══ Data to use ══
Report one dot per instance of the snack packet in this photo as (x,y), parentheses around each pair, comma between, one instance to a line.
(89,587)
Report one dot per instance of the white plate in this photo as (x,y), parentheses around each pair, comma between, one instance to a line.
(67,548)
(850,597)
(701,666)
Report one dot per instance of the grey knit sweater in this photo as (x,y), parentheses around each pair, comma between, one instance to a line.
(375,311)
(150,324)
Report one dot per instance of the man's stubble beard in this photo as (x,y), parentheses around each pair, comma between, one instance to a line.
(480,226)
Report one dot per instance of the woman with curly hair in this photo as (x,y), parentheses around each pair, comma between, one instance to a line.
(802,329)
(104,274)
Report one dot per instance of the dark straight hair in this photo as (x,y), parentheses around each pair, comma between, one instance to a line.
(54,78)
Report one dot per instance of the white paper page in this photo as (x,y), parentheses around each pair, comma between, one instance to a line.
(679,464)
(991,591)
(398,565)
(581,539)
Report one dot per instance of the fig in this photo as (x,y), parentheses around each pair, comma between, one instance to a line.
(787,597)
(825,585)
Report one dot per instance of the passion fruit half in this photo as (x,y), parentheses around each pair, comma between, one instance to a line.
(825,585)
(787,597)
═══
Return every line above word for word, in the same order, with nothing added or changed.

Report one dot per instance of the snack packet in this photo as (x,y), parentheses around each pair, comma between, one instance to a line.
(89,587)
Report one dot per instance of the white plate in this photo as (x,y), parentheses around each pair, comma between, one instance to a line.
(67,548)
(850,597)
(701,666)
Report one dot per instance of the grey knit sweater in this photo as (x,y), parentheses around each pair, comma between, one instance to a line.
(375,311)
(150,324)
Report one dot per instance of the man's stubble beard in this photo as (x,y), parentheses around each pair, comma between, one instance to a line.
(480,226)
Report one dot per instance of the woman with curly hair in this photo as (x,y), parentheses around each pair, comma between, one instance to a line.
(802,329)
(104,274)
Report one dot per instance of the dark straight hair in this photo as (x,y), parentheses around each pair, comma between, one instance to a line.
(54,78)
Report one dot per instance of the white paper page in this photo as (x,y), parentheses around each pair, comma between, one instance to a line.
(679,464)
(991,591)
(398,565)
(581,539)
Report one dot per instance of the fig in this photo as (x,y), parentheses around each pair, comma between, one instance to a line.
(787,597)
(825,585)
Report one dot per instance of the passion fruit half in this photo as (x,y), parentheses around each pair, comma between, one instance to a line.
(825,585)
(787,597)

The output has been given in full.